Set exercise:
Rewrite all of the material below with each "pin" changed to "mark" and every other part left as it is. Omit the pictures from your answer.

Records:
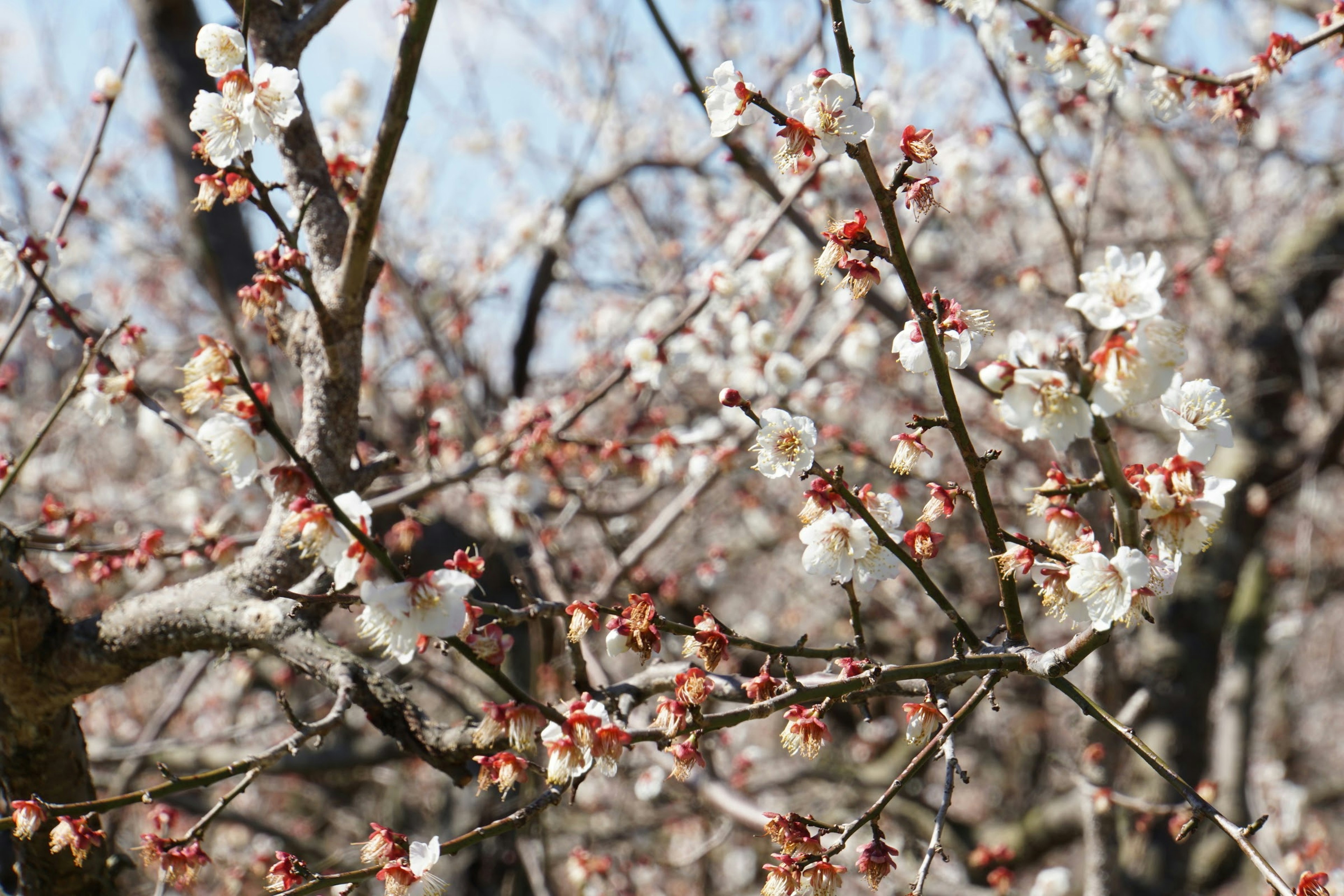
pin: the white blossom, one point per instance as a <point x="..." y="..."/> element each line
<point x="828" y="111"/>
<point x="221" y="48"/>
<point x="1166" y="96"/>
<point x="275" y="100"/>
<point x="642" y="354"/>
<point x="835" y="542"/>
<point x="108" y="84"/>
<point x="232" y="447"/>
<point x="343" y="561"/>
<point x="224" y="121"/>
<point x="1064" y="61"/>
<point x="728" y="101"/>
<point x="1199" y="413"/>
<point x="785" y="445"/>
<point x="1051" y="882"/>
<point x="1105" y="64"/>
<point x="1042" y="405"/>
<point x="1121" y="290"/>
<point x="397" y="616"/>
<point x="1107" y="588"/>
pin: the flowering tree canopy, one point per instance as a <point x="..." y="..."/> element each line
<point x="580" y="500"/>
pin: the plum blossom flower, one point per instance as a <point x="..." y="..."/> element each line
<point x="503" y="770"/>
<point x="401" y="617"/>
<point x="877" y="860"/>
<point x="107" y="83"/>
<point x="232" y="445"/>
<point x="923" y="721"/>
<point x="1166" y="97"/>
<point x="1042" y="405"/>
<point x="75" y="833"/>
<point x="1198" y="412"/>
<point x="287" y="874"/>
<point x="344" y="561"/>
<point x="1182" y="504"/>
<point x="1121" y="290"/>
<point x="830" y="112"/>
<point x="1107" y="586"/>
<point x="224" y="120"/>
<point x="835" y="542"/>
<point x="909" y="448"/>
<point x="275" y="100"/>
<point x="785" y="444"/>
<point x="411" y="875"/>
<point x="103" y="397"/>
<point x="646" y="360"/>
<point x="1053" y="882"/>
<point x="1064" y="59"/>
<point x="1105" y="64"/>
<point x="1126" y="377"/>
<point x="27" y="816"/>
<point x="729" y="101"/>
<point x="804" y="733"/>
<point x="221" y="48"/>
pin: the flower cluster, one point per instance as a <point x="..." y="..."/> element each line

Result for this exercise:
mark: the white blossom, one point per instance as a <point x="..." y="..."/> element each line
<point x="828" y="111"/>
<point x="221" y="48"/>
<point x="1166" y="96"/>
<point x="275" y="100"/>
<point x="642" y="354"/>
<point x="835" y="542"/>
<point x="108" y="84"/>
<point x="232" y="447"/>
<point x="343" y="561"/>
<point x="224" y="121"/>
<point x="1064" y="61"/>
<point x="728" y="101"/>
<point x="1199" y="413"/>
<point x="785" y="445"/>
<point x="1051" y="882"/>
<point x="1105" y="64"/>
<point x="1042" y="405"/>
<point x="1121" y="290"/>
<point x="397" y="616"/>
<point x="1107" y="588"/>
mark: the flowering tree canopy, one point per instance as a <point x="..." y="..."/> element each line
<point x="580" y="500"/>
mark: the plum blossom flower, one point per instance as a <point x="..." y="..."/> element each line
<point x="503" y="770"/>
<point x="401" y="617"/>
<point x="877" y="860"/>
<point x="107" y="83"/>
<point x="232" y="445"/>
<point x="923" y="721"/>
<point x="1166" y="97"/>
<point x="1042" y="405"/>
<point x="75" y="833"/>
<point x="1198" y="412"/>
<point x="287" y="874"/>
<point x="344" y="561"/>
<point x="1182" y="504"/>
<point x="1121" y="290"/>
<point x="830" y="112"/>
<point x="1107" y="586"/>
<point x="224" y="120"/>
<point x="835" y="542"/>
<point x="909" y="448"/>
<point x="275" y="100"/>
<point x="785" y="444"/>
<point x="411" y="875"/>
<point x="103" y="397"/>
<point x="646" y="360"/>
<point x="1053" y="882"/>
<point x="1064" y="59"/>
<point x="1105" y="64"/>
<point x="1126" y="377"/>
<point x="27" y="816"/>
<point x="729" y="101"/>
<point x="804" y="733"/>
<point x="221" y="48"/>
mark: the flower cluster, one point per instance as a <point x="..." y="..."/> element each line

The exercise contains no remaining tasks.